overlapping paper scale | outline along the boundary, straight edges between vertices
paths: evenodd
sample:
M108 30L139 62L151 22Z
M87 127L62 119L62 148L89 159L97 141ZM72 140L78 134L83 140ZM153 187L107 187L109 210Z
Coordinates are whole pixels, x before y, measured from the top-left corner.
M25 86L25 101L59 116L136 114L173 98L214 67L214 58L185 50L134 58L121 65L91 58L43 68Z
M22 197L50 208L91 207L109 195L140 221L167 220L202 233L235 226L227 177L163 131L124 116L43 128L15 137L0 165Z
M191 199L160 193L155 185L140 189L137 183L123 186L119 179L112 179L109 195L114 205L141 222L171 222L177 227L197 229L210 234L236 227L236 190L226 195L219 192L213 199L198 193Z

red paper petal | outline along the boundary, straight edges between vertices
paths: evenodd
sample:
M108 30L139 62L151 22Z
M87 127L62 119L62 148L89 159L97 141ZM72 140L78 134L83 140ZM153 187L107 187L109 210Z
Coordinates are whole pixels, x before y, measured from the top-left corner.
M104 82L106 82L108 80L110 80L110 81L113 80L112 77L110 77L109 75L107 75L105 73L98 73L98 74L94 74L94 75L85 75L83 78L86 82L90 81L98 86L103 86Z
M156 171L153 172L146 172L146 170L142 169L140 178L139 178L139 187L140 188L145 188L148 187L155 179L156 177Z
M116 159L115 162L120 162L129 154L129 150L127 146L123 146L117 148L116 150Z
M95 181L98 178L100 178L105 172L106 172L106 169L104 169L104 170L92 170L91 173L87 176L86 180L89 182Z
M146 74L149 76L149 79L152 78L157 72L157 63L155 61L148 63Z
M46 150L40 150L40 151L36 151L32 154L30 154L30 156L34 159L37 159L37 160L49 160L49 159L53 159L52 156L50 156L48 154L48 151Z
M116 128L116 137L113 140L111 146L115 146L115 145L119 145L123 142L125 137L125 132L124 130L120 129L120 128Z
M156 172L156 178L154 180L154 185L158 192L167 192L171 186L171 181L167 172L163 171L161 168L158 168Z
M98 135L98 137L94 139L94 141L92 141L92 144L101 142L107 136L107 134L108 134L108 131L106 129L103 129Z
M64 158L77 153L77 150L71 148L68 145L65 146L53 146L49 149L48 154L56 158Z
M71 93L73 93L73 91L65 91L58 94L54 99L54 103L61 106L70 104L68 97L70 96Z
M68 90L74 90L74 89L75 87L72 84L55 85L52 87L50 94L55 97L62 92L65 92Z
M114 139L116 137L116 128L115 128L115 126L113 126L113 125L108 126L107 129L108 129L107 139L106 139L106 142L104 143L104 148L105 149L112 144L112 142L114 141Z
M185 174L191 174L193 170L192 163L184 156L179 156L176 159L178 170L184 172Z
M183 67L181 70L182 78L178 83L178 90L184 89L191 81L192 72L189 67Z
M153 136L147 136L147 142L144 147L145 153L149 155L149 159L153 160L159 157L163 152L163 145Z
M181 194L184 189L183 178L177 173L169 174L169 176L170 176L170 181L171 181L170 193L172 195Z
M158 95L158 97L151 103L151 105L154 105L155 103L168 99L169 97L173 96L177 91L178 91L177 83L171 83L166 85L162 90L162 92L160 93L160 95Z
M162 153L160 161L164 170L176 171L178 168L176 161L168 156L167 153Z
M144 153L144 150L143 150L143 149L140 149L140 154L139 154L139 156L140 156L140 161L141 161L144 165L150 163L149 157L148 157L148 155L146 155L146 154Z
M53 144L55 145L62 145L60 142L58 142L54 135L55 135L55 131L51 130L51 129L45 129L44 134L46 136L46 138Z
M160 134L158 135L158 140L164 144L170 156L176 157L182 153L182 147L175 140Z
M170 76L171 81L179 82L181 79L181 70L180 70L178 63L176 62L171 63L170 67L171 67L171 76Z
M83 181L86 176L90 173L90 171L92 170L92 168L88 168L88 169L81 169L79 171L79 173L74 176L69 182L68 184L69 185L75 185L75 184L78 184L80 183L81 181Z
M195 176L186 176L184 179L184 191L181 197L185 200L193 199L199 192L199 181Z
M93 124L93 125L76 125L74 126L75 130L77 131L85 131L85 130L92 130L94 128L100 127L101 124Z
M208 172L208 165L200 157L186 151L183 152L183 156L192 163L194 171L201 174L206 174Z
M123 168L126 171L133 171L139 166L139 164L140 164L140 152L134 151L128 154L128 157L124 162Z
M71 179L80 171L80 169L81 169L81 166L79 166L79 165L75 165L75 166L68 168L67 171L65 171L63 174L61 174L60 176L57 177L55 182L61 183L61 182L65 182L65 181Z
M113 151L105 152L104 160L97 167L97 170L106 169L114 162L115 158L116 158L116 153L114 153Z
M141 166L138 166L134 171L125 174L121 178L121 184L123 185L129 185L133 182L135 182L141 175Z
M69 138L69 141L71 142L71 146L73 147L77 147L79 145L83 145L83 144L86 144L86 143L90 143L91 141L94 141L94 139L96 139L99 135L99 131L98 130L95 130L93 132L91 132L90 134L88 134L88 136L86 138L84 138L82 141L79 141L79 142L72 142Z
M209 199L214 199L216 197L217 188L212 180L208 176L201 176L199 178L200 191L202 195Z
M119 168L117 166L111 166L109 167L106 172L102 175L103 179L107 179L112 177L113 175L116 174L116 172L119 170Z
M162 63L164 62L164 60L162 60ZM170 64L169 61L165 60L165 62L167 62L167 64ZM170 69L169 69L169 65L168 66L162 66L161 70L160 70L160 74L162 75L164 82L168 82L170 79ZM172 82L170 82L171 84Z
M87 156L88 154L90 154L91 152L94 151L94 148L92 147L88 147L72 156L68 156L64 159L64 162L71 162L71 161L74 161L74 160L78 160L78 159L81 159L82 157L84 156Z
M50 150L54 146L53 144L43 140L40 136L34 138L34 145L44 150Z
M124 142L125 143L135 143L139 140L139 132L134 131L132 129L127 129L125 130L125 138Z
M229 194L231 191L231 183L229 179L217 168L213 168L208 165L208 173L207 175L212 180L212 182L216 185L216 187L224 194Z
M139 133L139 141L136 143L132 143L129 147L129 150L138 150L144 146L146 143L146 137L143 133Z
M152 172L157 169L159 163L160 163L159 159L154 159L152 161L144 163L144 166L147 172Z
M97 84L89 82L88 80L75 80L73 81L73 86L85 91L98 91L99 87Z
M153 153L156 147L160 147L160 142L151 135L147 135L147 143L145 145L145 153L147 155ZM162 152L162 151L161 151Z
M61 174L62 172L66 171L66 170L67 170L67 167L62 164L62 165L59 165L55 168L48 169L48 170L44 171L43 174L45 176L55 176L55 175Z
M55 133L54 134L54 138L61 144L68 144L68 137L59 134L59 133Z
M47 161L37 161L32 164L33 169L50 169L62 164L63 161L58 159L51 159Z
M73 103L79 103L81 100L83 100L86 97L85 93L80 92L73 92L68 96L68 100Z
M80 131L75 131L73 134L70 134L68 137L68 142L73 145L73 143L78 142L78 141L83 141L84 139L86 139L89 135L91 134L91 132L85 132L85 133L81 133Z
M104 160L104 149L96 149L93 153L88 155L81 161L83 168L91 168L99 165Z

■ Work item
A precise copy of all the records is needed.

■ Task result
overlapping paper scale | outline along the boundary, straight edges between vertices
paths: evenodd
sample:
M108 30L139 62L151 22Z
M87 127L62 119L62 148L89 159L97 141ZM72 140L78 134L83 140ZM153 187L107 187L109 210Z
Coordinates are whole pixels, x before y, measured from the top-left corner.
M25 86L25 101L59 116L136 114L173 98L214 67L214 58L185 50L134 58L121 65L91 58L43 68Z
M22 197L50 208L91 207L109 195L140 221L167 220L202 233L235 226L227 177L163 131L124 116L43 128L15 137L0 165Z
M191 199L160 193L155 185L140 189L137 183L123 186L119 179L112 179L109 195L114 205L141 222L171 222L177 227L197 229L210 234L236 227L236 190L226 195L219 192L213 199L198 193Z

red paper petal | outline along the boundary, straight edges between vertices
paths: evenodd
sample:
M108 30L139 62L151 22Z
M87 127L62 119L62 148L89 159L97 141ZM72 140L78 134L83 140ZM153 187L107 187L109 210Z
Coordinates are whole pixels, x before y, measured from the top-left corner.
M104 82L106 82L108 80L110 80L110 81L113 80L112 77L110 77L109 75L107 75L105 73L98 73L98 74L94 74L94 75L85 75L83 78L86 82L90 81L98 86L103 86Z
M156 171L153 172L146 172L146 170L142 169L140 178L139 178L139 187L140 188L145 188L148 187L155 179L156 177Z
M116 159L115 162L120 162L129 154L129 150L127 146L123 146L117 148L116 150Z
M95 181L98 178L100 178L105 172L106 172L106 169L104 169L104 170L92 170L91 173L87 176L86 180L89 182Z
M146 74L149 76L149 79L152 78L157 72L157 63L155 61L148 63Z
M46 150L40 150L40 151L36 151L32 154L30 154L30 156L34 159L37 159L37 160L49 160L49 159L53 159L52 156L50 156L48 154L48 151Z
M116 128L116 137L113 140L111 146L115 146L115 145L119 145L123 142L125 137L125 132L124 130L120 129L120 128Z
M156 172L156 178L154 180L154 185L158 192L167 192L171 186L171 181L167 172L163 171L161 168L158 168Z
M98 135L98 137L94 139L94 141L92 141L92 144L101 142L107 136L107 134L108 134L108 131L106 129L103 129Z
M64 158L77 153L77 150L71 148L68 145L65 146L53 146L49 149L48 154L56 158Z
M71 93L73 93L73 91L65 91L58 94L54 99L54 103L61 106L70 104L68 97L70 96Z
M68 90L74 90L74 89L75 87L72 84L55 85L52 87L50 94L55 97L62 92L65 92Z
M114 139L116 137L116 128L115 128L115 126L113 126L113 125L108 126L107 129L108 129L107 139L106 139L106 142L104 143L104 148L105 149L112 144L112 142L114 141Z
M185 174L191 174L193 170L192 163L184 156L179 156L176 159L178 170L184 172Z
M183 67L181 70L182 78L178 83L178 90L184 89L191 81L192 72L189 67Z
M153 136L147 136L147 142L144 147L145 153L149 155L149 159L153 160L159 157L163 152L163 145Z
M181 194L184 189L183 178L177 173L169 174L169 176L170 176L170 181L171 181L170 193L172 195Z
M158 95L158 97L151 103L151 105L154 105L155 103L168 99L169 97L173 96L177 91L178 91L177 83L171 83L166 85L162 90L162 92L160 93L160 95Z
M162 153L160 161L164 170L176 171L178 168L176 161L168 156L167 153Z
M144 153L144 150L143 150L143 149L140 149L140 154L139 154L139 156L140 156L140 161L141 161L144 165L150 163L149 157L148 157L148 155L146 155L146 154Z
M53 144L55 145L62 145L60 142L58 142L54 135L55 135L55 131L51 130L51 129L45 129L44 134L46 136L46 138Z
M160 134L158 135L158 140L164 144L170 156L176 157L182 153L182 147L175 140Z
M170 76L171 81L179 82L181 79L181 70L180 70L178 63L176 62L171 63L170 67L171 67L171 76Z
M83 181L86 176L90 173L90 171L92 170L92 168L88 168L88 169L81 169L79 171L79 173L74 176L69 182L68 184L69 185L75 185L75 184L78 184L80 183L81 181Z
M195 176L186 176L184 179L184 191L181 197L185 200L193 199L199 192L199 181Z
M93 124L93 125L76 125L74 126L75 130L77 131L85 131L85 130L92 130L94 128L100 127L101 124Z
M208 172L208 165L200 157L186 151L183 152L183 156L192 163L194 171L201 174L206 174Z
M123 168L126 171L133 171L139 166L139 164L140 164L140 152L134 151L128 154L128 157L124 162Z
M71 179L80 171L80 169L81 169L81 166L79 166L79 165L75 165L75 166L68 168L67 171L65 171L63 174L61 174L60 176L57 177L55 182L61 183L61 182L65 182L65 181Z
M113 151L105 152L104 160L97 167L97 170L106 169L114 162L115 158L116 158L116 153L114 153Z
M141 166L138 166L134 171L125 174L121 178L121 184L123 185L129 185L133 182L135 182L141 175Z
M69 138L69 141L71 142L71 146L73 147L77 147L79 145L83 145L83 144L86 144L86 143L90 143L91 141L94 141L94 139L96 139L99 135L99 131L98 130L95 130L93 132L91 132L90 134L88 134L88 136L86 138L84 138L82 141L79 141L79 142L72 142Z
M209 199L214 199L216 197L217 188L212 180L208 176L201 176L199 178L200 191L202 195Z
M119 168L117 166L111 166L109 167L106 172L102 175L103 179L107 179L112 177L113 175L116 174L116 172L119 170Z
M162 63L164 62L164 60L162 60ZM170 64L169 61L165 60L165 62L167 62L167 64ZM170 69L169 69L169 65L168 66L162 66L161 70L160 70L160 74L162 75L164 82L168 82L170 79ZM172 82L170 82L171 84Z
M87 156L88 154L90 154L91 152L94 151L94 148L92 147L88 147L72 156L68 156L64 159L64 162L71 162L71 161L74 161L74 160L78 160L78 159L81 159L82 157L84 156Z
M50 150L54 146L53 144L43 140L40 136L34 138L34 145L44 150Z
M124 142L125 143L135 143L139 140L139 132L134 131L132 129L127 129L125 130L125 138Z
M229 194L231 191L231 183L229 179L217 168L213 168L208 165L208 173L207 175L212 180L212 182L216 185L216 187L224 194Z
M139 133L139 141L136 143L132 143L129 147L129 150L138 150L144 146L146 143L146 137L143 133Z
M152 172L157 169L159 163L160 163L159 159L154 159L152 161L144 163L144 166L147 172Z
M97 84L89 82L88 80L75 80L73 81L73 86L85 91L98 91L99 87Z
M153 153L156 147L160 147L160 142L151 135L147 135L147 143L145 145L145 153L147 155ZM162 152L162 151L161 151Z
M61 174L62 172L66 171L66 170L67 170L67 167L62 164L62 165L59 165L55 168L48 169L48 170L44 171L43 174L45 176L55 176L55 175Z
M55 133L54 134L54 138L61 144L68 144L68 137L59 134L59 133Z
M47 161L37 161L32 164L33 169L50 169L62 164L63 161L58 159L51 159Z
M73 103L79 103L81 100L83 100L86 97L85 93L80 92L73 92L68 96L68 100Z
M80 131L75 131L73 134L70 134L68 137L68 142L73 145L73 143L78 142L78 141L83 141L84 139L86 139L89 135L91 134L91 132L85 132L85 133L81 133Z
M104 160L104 149L96 149L93 153L88 155L81 161L83 168L91 168L99 165Z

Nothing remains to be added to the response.